◆ EXERCISE OBJECTIVE ◆
In the text on out-of-body experiences, rewrite the paragraph that begins "An out-of-body experience (OBE) is defined" as a short bulleted list that keeps its main facts.

◆ TEXT FOR ANALYSIS ◆
§ §
A neuroscientist working at UCL (University College London) has devised the first experimental method to induce an out-of-body experience in healthy participants. In a paper published today in Science, Dr Henrik Ehrsson, UCL Institute of Neurology, outlines the unique method by which the illusion is created and the implications of its discovery.
An out-of-body experience (OBE) is defined as the experience in which a person who is awake sees his or her own body from a location outside the physical body. OBEs have been reported in clinical conditions where brain function is compromised, such as stroke, epilepsy and drug abuse. They have also been reported in association with traumatic experiences such as car accidents. Around one in ten people claim to have had an OBE at some time in their lives.
Dr Ehrsson said: “Out-of-body experiences have fascinated mankind for millennia. Their existence has raised fundamental questions about the relationship between human consciousness and the body, and has been much discussed in theology, philosophy and psychology. Although out-of-body experiences have been reported in a number of clinical conditions, the neuro-scientific basis of this phenomenon remains unclear.
§ §
Point location data
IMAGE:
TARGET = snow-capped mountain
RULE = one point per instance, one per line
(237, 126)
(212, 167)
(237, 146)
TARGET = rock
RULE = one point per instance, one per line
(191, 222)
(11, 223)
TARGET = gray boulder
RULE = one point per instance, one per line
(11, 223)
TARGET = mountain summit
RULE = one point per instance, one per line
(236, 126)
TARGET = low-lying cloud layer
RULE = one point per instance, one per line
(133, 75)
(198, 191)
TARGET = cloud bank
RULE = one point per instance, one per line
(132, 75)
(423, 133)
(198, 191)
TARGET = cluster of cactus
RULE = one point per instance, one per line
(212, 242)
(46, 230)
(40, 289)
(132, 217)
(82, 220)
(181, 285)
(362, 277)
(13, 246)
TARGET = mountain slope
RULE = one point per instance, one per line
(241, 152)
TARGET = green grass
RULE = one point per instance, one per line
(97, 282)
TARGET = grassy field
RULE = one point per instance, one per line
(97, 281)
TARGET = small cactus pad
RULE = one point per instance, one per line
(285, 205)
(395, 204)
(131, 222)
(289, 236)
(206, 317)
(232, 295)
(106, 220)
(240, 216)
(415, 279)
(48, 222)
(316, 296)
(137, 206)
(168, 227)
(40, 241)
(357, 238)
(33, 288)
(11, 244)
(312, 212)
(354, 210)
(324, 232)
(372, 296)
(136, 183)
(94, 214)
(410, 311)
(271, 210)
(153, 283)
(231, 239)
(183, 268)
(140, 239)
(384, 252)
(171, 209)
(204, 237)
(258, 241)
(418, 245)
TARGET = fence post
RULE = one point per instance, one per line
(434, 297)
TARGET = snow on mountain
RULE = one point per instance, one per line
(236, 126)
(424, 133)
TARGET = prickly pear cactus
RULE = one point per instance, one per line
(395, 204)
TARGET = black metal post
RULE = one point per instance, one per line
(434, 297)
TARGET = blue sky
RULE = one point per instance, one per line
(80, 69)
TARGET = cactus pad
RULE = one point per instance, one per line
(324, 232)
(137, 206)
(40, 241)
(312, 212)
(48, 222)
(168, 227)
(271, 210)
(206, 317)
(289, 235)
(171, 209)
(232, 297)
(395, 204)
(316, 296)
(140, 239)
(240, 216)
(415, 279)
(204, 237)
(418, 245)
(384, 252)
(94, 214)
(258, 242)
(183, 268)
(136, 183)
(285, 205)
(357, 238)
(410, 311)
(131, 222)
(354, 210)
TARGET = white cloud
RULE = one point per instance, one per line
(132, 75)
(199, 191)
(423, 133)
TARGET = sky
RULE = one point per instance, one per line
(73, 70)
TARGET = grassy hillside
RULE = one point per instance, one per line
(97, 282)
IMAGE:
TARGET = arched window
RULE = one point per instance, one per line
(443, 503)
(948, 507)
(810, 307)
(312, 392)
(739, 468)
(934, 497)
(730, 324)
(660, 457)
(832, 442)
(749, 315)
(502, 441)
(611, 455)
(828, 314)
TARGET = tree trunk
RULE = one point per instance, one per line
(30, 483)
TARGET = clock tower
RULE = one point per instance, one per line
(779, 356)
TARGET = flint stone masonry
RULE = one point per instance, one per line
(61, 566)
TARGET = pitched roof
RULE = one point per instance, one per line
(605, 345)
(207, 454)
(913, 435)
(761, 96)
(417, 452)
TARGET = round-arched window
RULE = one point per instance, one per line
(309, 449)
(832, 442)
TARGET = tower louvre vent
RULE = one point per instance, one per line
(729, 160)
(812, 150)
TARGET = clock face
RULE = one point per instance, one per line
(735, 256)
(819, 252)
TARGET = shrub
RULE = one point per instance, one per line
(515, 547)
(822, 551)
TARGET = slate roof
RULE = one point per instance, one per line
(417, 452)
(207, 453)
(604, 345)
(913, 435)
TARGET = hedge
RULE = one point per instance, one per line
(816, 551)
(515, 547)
§ §
◆ RESPONSE TO THE TASK ◆
- An out-of-body experience (OBE) is when a person who is awake sees their own body from a spot outside it.
- OBEs have been reported in clinical conditions that impair brain function, such as stroke, epilepsy and drug abuse.
- They have also been reported with traumatic experiences such as car accidents.
- About one in ten people claim to have had an OBE at some point in their lives.